Anyways, let's move on with the good stuff and get into what you should be doing at the end of the year to maximize your tax savings. What we're going to cover in this conversation are first, you want to make sense of your books and records. We're going to talk about how to do that, some key items there and strategies for you guys. Next, we're going to talk about very quickly on this one, entity structuring, and then we're going to discuss minimizing your adjusted gross income, your income, your business income or even your W2 income. What can we do to drive that down, to minimize the taxation on that? Finally, we're going to talk about tax credits a little bit on this topic, because most of our listeners are not quite ready to delve too deep into this. This is one more for our higher income earner audience, and then we're going to talk about what can we do to prevent future taxation. So this is going to be a really valuable episode. If you don't quite have a CPA who is strategizing with you yet although you should and if you're a high income earner and most of our clients are high income earners you're going to get some really wonderful details. And then also anyone in between who is an entrepreneur and, in particular, a real estate investor, you're going to see a lot of value.

Speaker 1:

But now let's get into the good stuff. Let's start talking. First, we want to make sense of our books and records. This is so important because we cannot plan for your tax liabilities in 2023, as this record is, this being recorded until we at least have some sort of feel what your profitability here is. Now we come across people who are slacking on their books and records, and they're they haven't reconciled their accounts in a while and they just have some general ideas of what their tax, what their taxable income, is going to look like from their businesses. This is a huge mistake because we've seen this before, where clients give us their projections of what their profitability is and these are not our bookkeeping clients, obviously and then when we implement the strategies, then we later on do their tax return. We may find that we may have done something that's completely inappropriate for their income. Maybe their income was far higher than we expect and now we have additional tax liabilities we couldn't plan for. Or, on the other side of the spectrum, maybe they have over invested into a tax plan that is more sophisticated than we need. So you really want to do as a step one make sure you have a as good an understanding as you can of what your profitability is going to look like from your business and businesses in real estate for before the end of the year.

Speaker 1:

Now let's talk about how we can do this. Obviously, you want a bookkeeper all that great stuff. Let's say you don't have a bookkeeper and you have a business. Export your statements into Excel. You can turn this into an income statement, a mock income statement, pretty quickly. If you don't know how to do this and you want a cheat code on how to do this, just email info at mark proberg, cpacom. We have some templates that'll show you how to do that, where you can export your transactions, classify and get sub totals and put together a mock income statement.

Speaker 1:

Also, I want you guys to consider the fact that we often see, especially with early stage in business owners and even more veteran business owners you want to make sure you've captured all your appropriate tax deductions. So In order to do this, you really want to make sure you understand the foundations. Have you considered your home office? Are you writing off all your travel? Are you writing off all of your meals deductions? Do you know what's deductible? The very least, you should have an understanding of these foundational concepts. Hopefully your advisor is coaching you up on this. We're going to be putting up some courses for beginning business orders soon on this topic. We're going to also help you understand what your profitability is looking like At the very least here.

(Stored entries)

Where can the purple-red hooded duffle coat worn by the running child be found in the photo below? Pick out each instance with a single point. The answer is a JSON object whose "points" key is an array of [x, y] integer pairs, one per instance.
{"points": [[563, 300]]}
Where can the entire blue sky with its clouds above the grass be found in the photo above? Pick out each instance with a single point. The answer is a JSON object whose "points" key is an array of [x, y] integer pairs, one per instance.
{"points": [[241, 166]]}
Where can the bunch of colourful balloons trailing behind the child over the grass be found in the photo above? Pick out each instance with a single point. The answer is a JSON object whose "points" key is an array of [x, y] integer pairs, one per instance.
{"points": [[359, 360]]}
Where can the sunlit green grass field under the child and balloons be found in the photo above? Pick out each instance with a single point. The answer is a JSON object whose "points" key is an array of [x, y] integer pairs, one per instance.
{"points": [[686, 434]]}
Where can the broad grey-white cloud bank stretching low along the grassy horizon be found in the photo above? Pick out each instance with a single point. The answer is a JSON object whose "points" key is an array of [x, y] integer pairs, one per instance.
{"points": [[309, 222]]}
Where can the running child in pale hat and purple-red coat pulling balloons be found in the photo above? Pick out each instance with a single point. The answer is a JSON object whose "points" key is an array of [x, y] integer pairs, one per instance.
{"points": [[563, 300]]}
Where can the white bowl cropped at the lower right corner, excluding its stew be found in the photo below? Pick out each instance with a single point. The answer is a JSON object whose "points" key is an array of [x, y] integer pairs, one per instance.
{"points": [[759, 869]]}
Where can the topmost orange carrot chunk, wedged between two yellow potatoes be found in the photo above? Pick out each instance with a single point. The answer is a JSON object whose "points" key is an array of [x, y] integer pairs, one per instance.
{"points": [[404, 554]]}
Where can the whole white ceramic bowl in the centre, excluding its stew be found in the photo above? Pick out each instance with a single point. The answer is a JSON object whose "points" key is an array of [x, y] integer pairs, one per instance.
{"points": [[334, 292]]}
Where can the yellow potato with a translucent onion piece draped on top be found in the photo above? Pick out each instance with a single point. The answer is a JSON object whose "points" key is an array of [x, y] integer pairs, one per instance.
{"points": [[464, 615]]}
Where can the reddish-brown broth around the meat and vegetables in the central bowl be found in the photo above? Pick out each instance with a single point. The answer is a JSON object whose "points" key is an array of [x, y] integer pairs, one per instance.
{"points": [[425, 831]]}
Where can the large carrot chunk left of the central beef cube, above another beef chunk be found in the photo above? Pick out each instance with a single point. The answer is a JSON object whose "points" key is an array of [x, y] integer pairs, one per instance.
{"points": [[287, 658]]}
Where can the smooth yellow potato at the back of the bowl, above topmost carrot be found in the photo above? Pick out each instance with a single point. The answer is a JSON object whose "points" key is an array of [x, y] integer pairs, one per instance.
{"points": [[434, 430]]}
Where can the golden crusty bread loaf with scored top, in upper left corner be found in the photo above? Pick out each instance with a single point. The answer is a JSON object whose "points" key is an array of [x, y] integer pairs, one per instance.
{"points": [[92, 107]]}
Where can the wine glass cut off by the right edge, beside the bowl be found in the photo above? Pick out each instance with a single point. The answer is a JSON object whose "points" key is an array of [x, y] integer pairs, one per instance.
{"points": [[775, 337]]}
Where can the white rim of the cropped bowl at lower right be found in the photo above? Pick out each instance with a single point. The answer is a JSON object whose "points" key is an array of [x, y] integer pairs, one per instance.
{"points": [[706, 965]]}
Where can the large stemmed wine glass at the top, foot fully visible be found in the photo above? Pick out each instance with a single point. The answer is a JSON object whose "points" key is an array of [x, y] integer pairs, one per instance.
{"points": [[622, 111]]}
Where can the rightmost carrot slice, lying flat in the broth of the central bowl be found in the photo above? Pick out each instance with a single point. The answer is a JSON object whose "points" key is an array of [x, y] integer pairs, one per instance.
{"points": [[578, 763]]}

▸ Exercises
1) List the topics that the tax-planning transcript says the conversation will cover.
2) According to the tax-planning transcript, into what program should a business owner without a bookkeeper export their statements?
3) Reproduce the passage of the tax-planning transcript starting with "Also, I want" and going on through "very least here.".

▸ Numbered responses
1)
- Making sense of books and records
- Entity structuring
- Minimizing adjusted gross income
- Tax credits
- Preventing future taxation

2) Excel.

3)
Also, I want you guys to consider the fact that we often see, especially with early stage in business owners and even more veteran business owners you want to make sure you've captured all your appropriate tax deductions. So In order to do this, you really want to make sure you understand the foundations. Have you considered your home office? Are you writing off all your travel? Are you writing off all of your meals deductions? Do you know what's deductible? The very least, you should have an understanding of these foundational concepts. Hopefully your advisor is coaching you up on this. We're going to be putting up some courses for beginning business orders soon on this topic. We're going to also help you understand what your profitability is looking like At the very least here.